======== Exercise text ========

TLDR: A new research paper introduces ProtocolBench, a benchmark that systematically evaluates LLM multi-agent communication protocols (A2A, ACP, ANP, Agora) across task success, latency, overhead, and robustness. It reveals that no single protocol is universally optimal, with A2A excelling in task utility and resilience, ACP in low latency, and ANP/Agora in security. The paper also proposes ProtocolRouter, a learnable system that dynamically selects the best protocol for specific scenarios or modules, demonstrating improved performance and reliability over fixed-protocol approaches.
As large language model (LLM) based multi-agent systems become more sophisticated and move from experimental prototypes to real-world applications, a critical but often overlooked factor is the communication protocol layer. This layer dictates how different AI agents talk to each other, and its choice can significantly impact a system’s overall performance and reliability. Historically, selecting a communication protocol has been based on intuition rather than systematic guidance, despite the existence of various protocols like A2A, ACP, ANP, and Agora.
A recent research paper, Which LLM MultiAgent Protocol to Choose?, tackles this challenge head-on. Authored by Hongyi Du, Jiaqi Su, Jisen Li, Lijie Ding, Yingxuan Yang, Peixuan Han, Xiangru Tang, Kunlun Zhu, and Jiaxuan You, the paper introduces a new benchmark called ProtocolBench. This benchmark is designed to systematically compare agent protocols across four key measurable dimensions: task success, end-to-end latency, message or byte overhead, and robustness under failures.
ProtocolBench: A Comprehensive Evaluation
ProtocolBench evaluates protocols across four distinct scenarios, each designed to stress different aspects of the communication layer:
- GAIA Document Question Answering: This scenario focuses on hierarchical information aggregation in collaborative workflows, where agents work together to extract, summarize, and judge evidence from documents.
- Safety Tech: This assesses privacy-preserving communication in a medical Q&A setting, testing transport and session protections against various security probes.
- Streaming Queue: Designed for high-throughput API serving, this scenario evaluates how protocols handle a large volume of requests with queue-based load distribution.
- Fail-Storm Recovery: This tests a system’s resilience under cyclic node failures in a Shard-QA ring, where agents are periodically killed and must rejoin, measuring recovery time and retention of answer discovery.
The findings from ProtocolBench are clear: the choice of protocol profoundly influences system behavior, and no single protocol is a universal winner. Performance trade-offs are highly scenario-dependent.
Key Findings Across Protocols
The research highlights specific strengths for each protocol:
- A2A (Agent-to-Agent Protocol): This protocol excels in task utility, particularly in the GAIA scenario, achieving the highest task quality and success rates. It also demonstrates exceptional resilience in Fail-Storm Recovery, maintaining nearly 99% of its pre-failure answer discovery capability.
- ACP (Agent Communication Protocol): ACP shows superior latency characteristics in the Streaming Queue scenario, achieving the lowest mean response time and smallest variance, making it ideal for high-throughput, latency-critical applications.
- ANP (Agent Network Protocol) and Agora (Meta-Protocol): These protocols provide comprehensive security coverage, including TLS transport security, session hijacking protection, end-to-end encryption, tunnel sniffing resistance, and metadata leakage prevention. This makes them critical for scenarios demanding stringent privacy guarantees, like medical Q&A. However, this enhanced security often comes with increased latency overhead.

========

### Work task
In the ProtocolBench text, which protocol achieves the lowest mean response time in the Streaming Queue scenario?

======== Extracted material ========

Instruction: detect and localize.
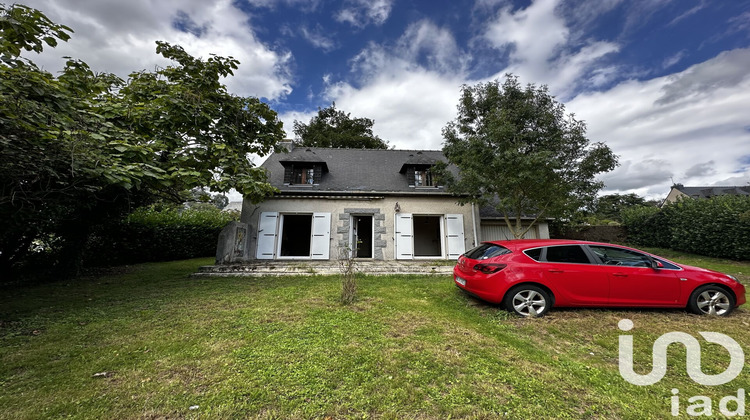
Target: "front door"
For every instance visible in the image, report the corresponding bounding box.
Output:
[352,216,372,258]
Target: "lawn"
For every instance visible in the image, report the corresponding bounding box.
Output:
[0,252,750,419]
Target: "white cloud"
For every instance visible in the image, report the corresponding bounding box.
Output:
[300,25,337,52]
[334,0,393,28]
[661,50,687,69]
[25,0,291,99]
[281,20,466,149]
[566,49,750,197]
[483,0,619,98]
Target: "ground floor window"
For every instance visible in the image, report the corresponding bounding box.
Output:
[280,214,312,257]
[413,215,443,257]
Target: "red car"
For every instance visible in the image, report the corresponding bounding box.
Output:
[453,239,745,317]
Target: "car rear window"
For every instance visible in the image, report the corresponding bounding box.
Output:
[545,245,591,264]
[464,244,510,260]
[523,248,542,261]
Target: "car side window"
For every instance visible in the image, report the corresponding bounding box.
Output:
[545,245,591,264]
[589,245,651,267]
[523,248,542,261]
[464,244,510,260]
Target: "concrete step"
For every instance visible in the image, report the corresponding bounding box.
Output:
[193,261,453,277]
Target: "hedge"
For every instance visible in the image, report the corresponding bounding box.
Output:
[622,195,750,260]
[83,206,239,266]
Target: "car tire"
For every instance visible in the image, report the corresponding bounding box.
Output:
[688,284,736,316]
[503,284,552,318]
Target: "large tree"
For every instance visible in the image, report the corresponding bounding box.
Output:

========

### Exercise answer
ACP (Agent Communication Protocol)